Work to complete: Render the material below as a numbered list, omitting blank lines and including only the lines from the one containing "Phrase: tree bark" through the last line of the material.

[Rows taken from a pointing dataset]

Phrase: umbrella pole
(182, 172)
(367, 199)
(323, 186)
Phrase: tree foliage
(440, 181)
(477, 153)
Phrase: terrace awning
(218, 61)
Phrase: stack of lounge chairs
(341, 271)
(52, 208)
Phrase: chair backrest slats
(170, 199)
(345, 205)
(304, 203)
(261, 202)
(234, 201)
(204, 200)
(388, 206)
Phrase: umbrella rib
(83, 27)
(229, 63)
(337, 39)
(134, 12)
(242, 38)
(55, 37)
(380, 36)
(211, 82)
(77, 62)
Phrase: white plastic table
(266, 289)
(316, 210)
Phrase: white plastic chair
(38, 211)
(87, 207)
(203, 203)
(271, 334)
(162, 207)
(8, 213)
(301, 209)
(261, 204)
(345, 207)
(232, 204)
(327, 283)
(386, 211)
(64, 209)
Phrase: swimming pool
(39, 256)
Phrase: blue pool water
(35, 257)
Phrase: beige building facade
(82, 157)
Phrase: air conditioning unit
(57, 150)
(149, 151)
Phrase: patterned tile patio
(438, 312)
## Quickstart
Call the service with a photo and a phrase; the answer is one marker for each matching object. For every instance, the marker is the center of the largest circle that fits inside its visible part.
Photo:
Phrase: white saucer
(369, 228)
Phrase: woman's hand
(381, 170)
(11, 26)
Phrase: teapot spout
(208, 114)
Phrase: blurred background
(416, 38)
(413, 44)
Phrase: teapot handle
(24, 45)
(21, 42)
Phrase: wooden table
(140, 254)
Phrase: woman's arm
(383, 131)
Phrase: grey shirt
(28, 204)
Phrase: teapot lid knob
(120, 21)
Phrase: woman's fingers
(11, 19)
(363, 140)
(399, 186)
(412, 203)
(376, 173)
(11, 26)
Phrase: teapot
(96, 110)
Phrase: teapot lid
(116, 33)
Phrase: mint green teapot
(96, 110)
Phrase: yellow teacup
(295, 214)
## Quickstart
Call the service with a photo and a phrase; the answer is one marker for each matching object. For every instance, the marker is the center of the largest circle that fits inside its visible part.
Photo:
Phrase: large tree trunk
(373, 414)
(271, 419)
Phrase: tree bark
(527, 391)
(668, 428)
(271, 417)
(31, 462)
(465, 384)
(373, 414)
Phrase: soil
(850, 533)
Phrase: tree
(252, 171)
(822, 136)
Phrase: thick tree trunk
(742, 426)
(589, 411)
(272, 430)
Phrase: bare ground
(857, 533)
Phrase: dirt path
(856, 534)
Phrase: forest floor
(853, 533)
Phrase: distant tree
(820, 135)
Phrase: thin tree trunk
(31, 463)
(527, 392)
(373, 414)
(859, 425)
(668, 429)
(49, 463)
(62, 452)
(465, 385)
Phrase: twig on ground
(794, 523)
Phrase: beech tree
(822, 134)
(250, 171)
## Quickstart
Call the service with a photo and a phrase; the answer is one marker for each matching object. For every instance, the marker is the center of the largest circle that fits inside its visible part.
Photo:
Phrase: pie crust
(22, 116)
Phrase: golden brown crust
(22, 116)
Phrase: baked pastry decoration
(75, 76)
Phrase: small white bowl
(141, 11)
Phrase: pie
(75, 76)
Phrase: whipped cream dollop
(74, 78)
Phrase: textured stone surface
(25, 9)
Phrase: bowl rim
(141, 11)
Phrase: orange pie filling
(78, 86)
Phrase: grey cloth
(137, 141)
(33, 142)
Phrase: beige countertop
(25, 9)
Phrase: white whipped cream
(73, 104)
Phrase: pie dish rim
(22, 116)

Result:
1. Phrase: tree bark
2. (527, 391)
3. (668, 428)
4. (271, 417)
5. (31, 462)
6. (465, 384)
7. (373, 414)
8. Phrase: soil
9. (850, 533)
10. Phrase: tree
11. (252, 171)
12. (822, 136)
13. Phrase: thick tree trunk
14. (742, 426)
15. (589, 411)
16. (272, 430)
17. Phrase: bare ground
18. (857, 533)
19. Phrase: dirt path
20. (856, 534)
21. Phrase: forest floor
22. (853, 533)
23. Phrase: distant tree
24. (820, 135)
25. Phrase: thin tree trunk
26. (31, 463)
27. (527, 392)
28. (373, 414)
29. (859, 425)
30. (668, 429)
31. (49, 463)
32. (62, 452)
33. (465, 385)
34. Phrase: twig on ground
35. (794, 523)
36. Phrase: beech tree
37. (822, 134)
38. (250, 171)
39. ## Quickstart
40. Call the service with a photo and a phrase; the answer is one marker for each matching object. For every instance, the marker is the center of the largest circle that fits inside its visible part.
41. Photo:
42. Phrase: pie crust
43. (22, 116)
44. Phrase: golden brown crust
45. (22, 116)
46. Phrase: baked pastry decoration
47. (75, 76)
48. Phrase: small white bowl
49. (141, 11)
50. Phrase: pie
51. (75, 76)
52. Phrase: whipped cream dollop
53. (74, 78)
54. Phrase: textured stone surface
55. (25, 9)
56. Phrase: bowl rim
57. (141, 11)
58. Phrase: orange pie filling
59. (78, 86)
60. Phrase: grey cloth
61. (137, 141)
62. (33, 142)
63. Phrase: beige countertop
64. (25, 9)
65. Phrase: white whipped cream
66. (73, 104)
67. Phrase: pie dish rim
68. (22, 116)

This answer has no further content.